_REQUIRED TASK_
Only the lines from the one containing "Target: white cloud" through the end of the material are to be echoed, each exactly as it appears.

(Raw records)
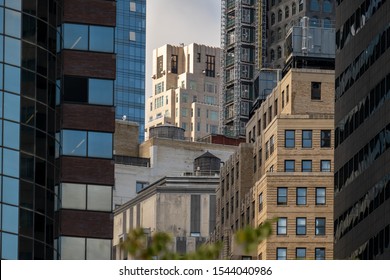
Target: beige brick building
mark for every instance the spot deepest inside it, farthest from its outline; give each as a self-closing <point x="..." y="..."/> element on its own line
<point x="288" y="172"/>
<point x="185" y="89"/>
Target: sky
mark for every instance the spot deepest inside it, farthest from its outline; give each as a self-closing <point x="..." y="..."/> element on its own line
<point x="180" y="21"/>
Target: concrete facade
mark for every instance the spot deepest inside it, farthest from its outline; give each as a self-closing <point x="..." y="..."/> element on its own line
<point x="289" y="127"/>
<point x="185" y="89"/>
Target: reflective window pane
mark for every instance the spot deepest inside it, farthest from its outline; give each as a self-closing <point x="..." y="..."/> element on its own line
<point x="12" y="78"/>
<point x="10" y="218"/>
<point x="101" y="39"/>
<point x="73" y="196"/>
<point x="12" y="23"/>
<point x="72" y="248"/>
<point x="11" y="135"/>
<point x="74" y="143"/>
<point x="14" y="4"/>
<point x="12" y="107"/>
<point x="98" y="249"/>
<point x="12" y="159"/>
<point x="101" y="91"/>
<point x="10" y="190"/>
<point x="9" y="246"/>
<point x="75" y="36"/>
<point x="100" y="144"/>
<point x="99" y="198"/>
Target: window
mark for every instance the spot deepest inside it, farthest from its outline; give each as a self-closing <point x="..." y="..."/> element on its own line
<point x="315" y="91"/>
<point x="320" y="226"/>
<point x="301" y="226"/>
<point x="320" y="253"/>
<point x="306" y="165"/>
<point x="260" y="202"/>
<point x="300" y="253"/>
<point x="307" y="138"/>
<point x="282" y="196"/>
<point x="281" y="253"/>
<point x="320" y="196"/>
<point x="289" y="138"/>
<point x="325" y="138"/>
<point x="88" y="37"/>
<point x="139" y="186"/>
<point x="289" y="166"/>
<point x="325" y="165"/>
<point x="210" y="66"/>
<point x="293" y="8"/>
<point x="281" y="226"/>
<point x="301" y="196"/>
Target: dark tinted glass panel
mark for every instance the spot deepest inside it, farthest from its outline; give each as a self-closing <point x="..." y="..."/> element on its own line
<point x="29" y="31"/>
<point x="25" y="248"/>
<point x="28" y="83"/>
<point x="27" y="114"/>
<point x="40" y="141"/>
<point x="27" y="166"/>
<point x="40" y="171"/>
<point x="41" y="116"/>
<point x="26" y="222"/>
<point x="28" y="56"/>
<point x="75" y="89"/>
<point x="30" y="6"/>
<point x="26" y="194"/>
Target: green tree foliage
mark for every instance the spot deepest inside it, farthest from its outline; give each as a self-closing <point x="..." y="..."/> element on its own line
<point x="140" y="247"/>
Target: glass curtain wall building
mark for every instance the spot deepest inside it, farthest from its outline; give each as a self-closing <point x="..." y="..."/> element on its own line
<point x="27" y="127"/>
<point x="130" y="49"/>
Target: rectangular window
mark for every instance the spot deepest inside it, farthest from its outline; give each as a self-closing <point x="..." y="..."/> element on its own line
<point x="289" y="138"/>
<point x="281" y="226"/>
<point x="281" y="253"/>
<point x="301" y="196"/>
<point x="260" y="202"/>
<point x="320" y="196"/>
<point x="325" y="138"/>
<point x="320" y="253"/>
<point x="300" y="253"/>
<point x="315" y="91"/>
<point x="301" y="226"/>
<point x="289" y="166"/>
<point x="306" y="165"/>
<point x="282" y="196"/>
<point x="320" y="226"/>
<point x="325" y="165"/>
<point x="306" y="138"/>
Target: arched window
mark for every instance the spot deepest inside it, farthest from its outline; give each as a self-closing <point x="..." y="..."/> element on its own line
<point x="272" y="55"/>
<point x="286" y="12"/>
<point x="294" y="8"/>
<point x="279" y="33"/>
<point x="314" y="6"/>
<point x="327" y="6"/>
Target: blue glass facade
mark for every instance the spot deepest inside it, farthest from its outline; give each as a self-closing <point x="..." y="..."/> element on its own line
<point x="27" y="128"/>
<point x="130" y="37"/>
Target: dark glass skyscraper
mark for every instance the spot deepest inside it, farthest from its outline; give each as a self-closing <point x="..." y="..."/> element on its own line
<point x="362" y="135"/>
<point x="130" y="40"/>
<point x="27" y="127"/>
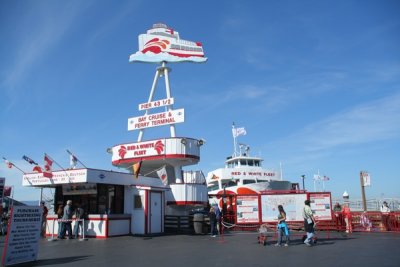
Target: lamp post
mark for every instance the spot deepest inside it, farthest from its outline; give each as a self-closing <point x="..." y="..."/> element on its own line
<point x="303" y="177"/>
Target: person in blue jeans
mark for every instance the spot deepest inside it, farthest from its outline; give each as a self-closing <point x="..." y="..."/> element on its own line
<point x="67" y="220"/>
<point x="213" y="222"/>
<point x="79" y="215"/>
<point x="282" y="227"/>
<point x="309" y="222"/>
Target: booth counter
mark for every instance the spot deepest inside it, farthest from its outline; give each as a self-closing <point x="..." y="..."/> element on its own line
<point x="96" y="225"/>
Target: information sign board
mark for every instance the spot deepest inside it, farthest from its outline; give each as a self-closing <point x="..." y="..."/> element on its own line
<point x="156" y="119"/>
<point x="23" y="235"/>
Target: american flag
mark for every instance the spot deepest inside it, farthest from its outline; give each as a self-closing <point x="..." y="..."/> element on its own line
<point x="29" y="160"/>
<point x="47" y="166"/>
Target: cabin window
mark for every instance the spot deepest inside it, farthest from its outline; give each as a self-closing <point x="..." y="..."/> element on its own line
<point x="229" y="183"/>
<point x="212" y="187"/>
<point x="107" y="199"/>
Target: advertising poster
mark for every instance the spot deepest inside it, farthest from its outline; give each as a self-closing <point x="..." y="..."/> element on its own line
<point x="247" y="209"/>
<point x="22" y="240"/>
<point x="321" y="206"/>
<point x="292" y="204"/>
<point x="2" y="183"/>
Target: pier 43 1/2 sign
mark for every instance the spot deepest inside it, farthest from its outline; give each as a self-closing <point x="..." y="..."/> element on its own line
<point x="156" y="119"/>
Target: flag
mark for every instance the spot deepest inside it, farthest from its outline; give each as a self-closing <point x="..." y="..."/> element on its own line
<point x="29" y="160"/>
<point x="317" y="177"/>
<point x="8" y="163"/>
<point x="238" y="131"/>
<point x="163" y="175"/>
<point x="214" y="177"/>
<point x="37" y="169"/>
<point x="136" y="169"/>
<point x="72" y="161"/>
<point x="47" y="167"/>
<point x="7" y="191"/>
<point x="366" y="179"/>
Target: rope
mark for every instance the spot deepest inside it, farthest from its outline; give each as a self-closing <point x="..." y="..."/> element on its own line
<point x="230" y="225"/>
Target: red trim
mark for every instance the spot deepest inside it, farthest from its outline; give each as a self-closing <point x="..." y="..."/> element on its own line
<point x="8" y="234"/>
<point x="169" y="138"/>
<point x="161" y="157"/>
<point x="180" y="203"/>
<point x="184" y="55"/>
<point x="146" y="211"/>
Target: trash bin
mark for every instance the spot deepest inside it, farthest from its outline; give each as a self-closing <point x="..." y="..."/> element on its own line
<point x="198" y="222"/>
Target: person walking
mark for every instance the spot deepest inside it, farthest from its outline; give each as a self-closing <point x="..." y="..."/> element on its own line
<point x="213" y="222"/>
<point x="282" y="227"/>
<point x="67" y="220"/>
<point x="309" y="222"/>
<point x="385" y="210"/>
<point x="218" y="216"/>
<point x="60" y="213"/>
<point x="44" y="219"/>
<point x="347" y="218"/>
<point x="79" y="216"/>
<point x="337" y="209"/>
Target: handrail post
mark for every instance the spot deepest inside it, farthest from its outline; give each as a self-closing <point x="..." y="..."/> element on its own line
<point x="52" y="234"/>
<point x="83" y="230"/>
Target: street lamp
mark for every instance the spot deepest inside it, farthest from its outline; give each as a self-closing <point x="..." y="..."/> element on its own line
<point x="303" y="177"/>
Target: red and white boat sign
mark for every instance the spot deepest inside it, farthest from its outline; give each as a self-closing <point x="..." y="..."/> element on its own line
<point x="156" y="119"/>
<point x="157" y="103"/>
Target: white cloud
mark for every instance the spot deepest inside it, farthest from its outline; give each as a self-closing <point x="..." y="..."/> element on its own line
<point x="370" y="122"/>
<point x="47" y="31"/>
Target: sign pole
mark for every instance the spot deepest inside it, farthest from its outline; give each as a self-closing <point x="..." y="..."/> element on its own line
<point x="363" y="191"/>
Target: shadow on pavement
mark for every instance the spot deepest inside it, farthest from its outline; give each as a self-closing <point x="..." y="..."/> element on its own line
<point x="45" y="262"/>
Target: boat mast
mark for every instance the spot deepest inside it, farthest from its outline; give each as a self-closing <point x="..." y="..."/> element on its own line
<point x="234" y="139"/>
<point x="160" y="72"/>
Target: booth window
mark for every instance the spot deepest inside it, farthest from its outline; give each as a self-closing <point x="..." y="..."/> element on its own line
<point x="107" y="199"/>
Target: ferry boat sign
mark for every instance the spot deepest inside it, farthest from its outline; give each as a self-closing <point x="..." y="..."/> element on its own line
<point x="156" y="119"/>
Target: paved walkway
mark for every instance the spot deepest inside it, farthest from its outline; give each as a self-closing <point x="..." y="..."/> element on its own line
<point x="234" y="249"/>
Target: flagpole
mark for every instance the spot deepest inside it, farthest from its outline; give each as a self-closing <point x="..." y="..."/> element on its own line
<point x="234" y="139"/>
<point x="154" y="170"/>
<point x="69" y="152"/>
<point x="14" y="165"/>
<point x="58" y="165"/>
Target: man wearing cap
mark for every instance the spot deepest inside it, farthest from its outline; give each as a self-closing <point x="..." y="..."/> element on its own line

_RESULT OF THIS EXERCISE_
Target: white cloud
mark for every instance the spot deepest inside it, farthest from its outline; give each as a self-closing <point x="..." y="..."/> element on its own line
<point x="370" y="122"/>
<point x="47" y="31"/>
Target: sign pole
mark for every instance the spot deepest inside it, farthest from its outline; give each as a self-closing <point x="..." y="..."/> element on its own line
<point x="363" y="191"/>
Target: shadow on pavement
mark for every instance the spot deepest inside it, farthest from its outline; give each as a self-closing <point x="..." y="..."/> element on its own line
<point x="45" y="262"/>
Target: boat mast
mark for every instance the spot deepest inside it, farthest from its outline; give each as a self-closing <point x="..." y="..."/> element on its own line
<point x="234" y="139"/>
<point x="160" y="72"/>
Target: booth window
mark for every instance the spot deepest inside it, farthest from its outline; give each as a self-closing <point x="..." y="..."/> element on its own line
<point x="107" y="199"/>
Target: ferry boat sign
mark for every instance the spot deepest inside it, farthest from its outline; give each as a self-closing <point x="..." y="..."/> element on its own line
<point x="156" y="119"/>
Target: paved walkway
mark for every instance the spot deepest inside it, farthest from its outline; give each as a self-closing <point x="..." y="..."/> element on its own line
<point x="234" y="249"/>
Target: flagpole
mark for every instance the spot deepest inside it, farthest from its outline; give each as a self-closing <point x="..." y="..."/> element on its own line
<point x="234" y="139"/>
<point x="154" y="170"/>
<point x="69" y="152"/>
<point x="14" y="165"/>
<point x="58" y="165"/>
Target: man wearing cap
mark for every instance the spot deepest inside it, farthest from its outline; give each as a self-closing <point x="..." y="..."/> element on its own line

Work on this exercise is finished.